Alıntı Metin
==========

DİLAY HATİP
İsrail'in, Hamas bombardımanının ardından savaş ilanı, emtia piyasalarını hızla sarstı. Yüksek petrol ve altın fiyatları, güçlenen ABD doları, Orta Doğu bölgesini istikrarsızlaştırma potansiyeli taşıyan bu çatışmanın öncü mali etkilerinden bazıları oldu.
Ham petrol piyasası, çatışmanın Orta Doğu'daki petrol üreten bölgeye doğru genişlemeye hazır olduğuna dair herhangi bir işarete karşı tetikte duruyor.
Pek çok yatırımcı tarafından jeopolitik belirsizliğin yaşandığı dönemlerde güvenli liman olarak görülen değerli metallerin fiyatlarında da artış izleniyor.
Yine de fiyatlamaların savaşların tarihsel etkilerine kıyasla sınırlı kaldığını söylemek mümkün. Emtia, ABD tahvil faizleri ve dolar endeksinin etkisinden kurtulamamış görünüyor.
“PETROLDE 90, ALTINDA 1.900 DOLAR SEVİYELERİNE DOĞRU”
Ahlatçı Yatırım Genel Müdür Yardımcısı Tonguç Erbaş: Hamas’ın İsrail’e saldırması ile birlikte Ortadoğu’da yaşanan bu gerilim, finans piyasalarında dalgalanmaya neden olurken, özellikle döviz ve altın tarafında değişen fiyatlama etkilerini gördük. Döviz ve altın tarafında artan talep ile karşı karşıyayız. Altının onsu artan jeopolitik riskin ardından yeniden güvenli liman olma özelliği ile öne çıktı ve kendini 1850 dolar seviyesinin üzerine atmayı başardı. 6 Ekim ile biten haftada altının onsu 1.832 dolar seviyesinde kapanış görürken yaşanan gelişmelerin ardından ilk işlem gününde 29 dolar birden yükseldi ve 1861 dolar seviyesinde kapanış gerçekleştirdi. Spartan Capital Securities'in baş ekonomisti Peter Cardillo artan altın talebi ve altının yeniden öne çıkması ile alakalı olarak ise; "Bu, insanların portföylerinde neden altına ihtiyaç duyduklarının iyi bir örneği. Uluslararası çalkantılara karşı mükemmel bir koruma sağlıyor" ifadelerini kullandı. Yukarı yönlü benzer hareketler Borsa İstanbul’da Altın Sertifikasında da yaşandı. Yurt içi gram altında ise hem ons altının hem de dolar/TL kurunun pozitif fiyatlanmasının etkisi ile birlikte 50 Günlük ortalamasının üzerinde fiyat hareketi görüyoruz. Altının yanı sıra diğer değerli metallerde de yukarı yönlü bir trend hareketinin hakim olduğunu izliyoruz. Gümüş geçtiğimiz hafta kapanışına göre yazının yazıldığı sıralarda %2’ye yakın prim ile 22 dolar seviyesine yakın fiyatlama görürken, bakır %1,68 prim ile 3,62 dolara ve platin ise %1,0 prim ile 890 dolara ulaşmış durumda.

==========

Hedefler
(a) Emtia piyasalarına dair metne göre 6 Ekim ile biten haftada altının onsu hangi seviyede kapanış gördü?
(b) Emtia piyasalarına dair metni kaldığı yerden sürdürün.

Sağlanan Malzeme
==========

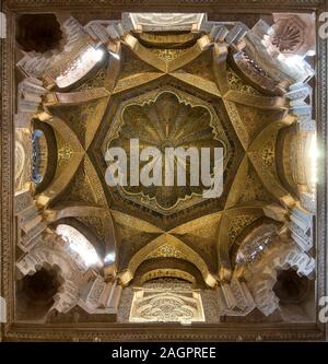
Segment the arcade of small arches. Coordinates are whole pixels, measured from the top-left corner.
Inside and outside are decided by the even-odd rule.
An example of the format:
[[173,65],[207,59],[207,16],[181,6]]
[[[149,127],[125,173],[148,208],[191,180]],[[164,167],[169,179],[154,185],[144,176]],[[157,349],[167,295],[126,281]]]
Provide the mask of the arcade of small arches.
[[[85,22],[58,12],[16,27],[19,321],[314,319],[312,14],[249,27],[199,13]],[[201,148],[218,136],[216,199],[105,184],[109,142]]]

==========

Görev Sonuçları
(a) 1.832 dolar seviyesinde.

(b)
Petrol fiyatlarında belirsizliklerin devam etmesi ve çatışmaların daha geniş çapta yaşanması durumunda Brent Petrolün varil fiyatı yeniden 90 doları aşan seviyeleri test edebilir. Altın ise hem petrol fiyatlarındaki artış hem de yaşanan gerilimler sonrası kritik 1870 dolar seviyesini aşarsa 1900 dolar seviyesine kadar yükselebilir. Yükselen petrol fiyatlarının küresel bazda enflasyon endişesini de artırabileceği beklentisini atlamamak gerek. Burada önemli olan bu durumun ne kadar süreceği ve fiyatlamaların tekrar ne zaman normalleşeceği olacak.
“METALLERİN HARİTASINI ABD TAHVİL FAİZLERİ ÇİZECEK”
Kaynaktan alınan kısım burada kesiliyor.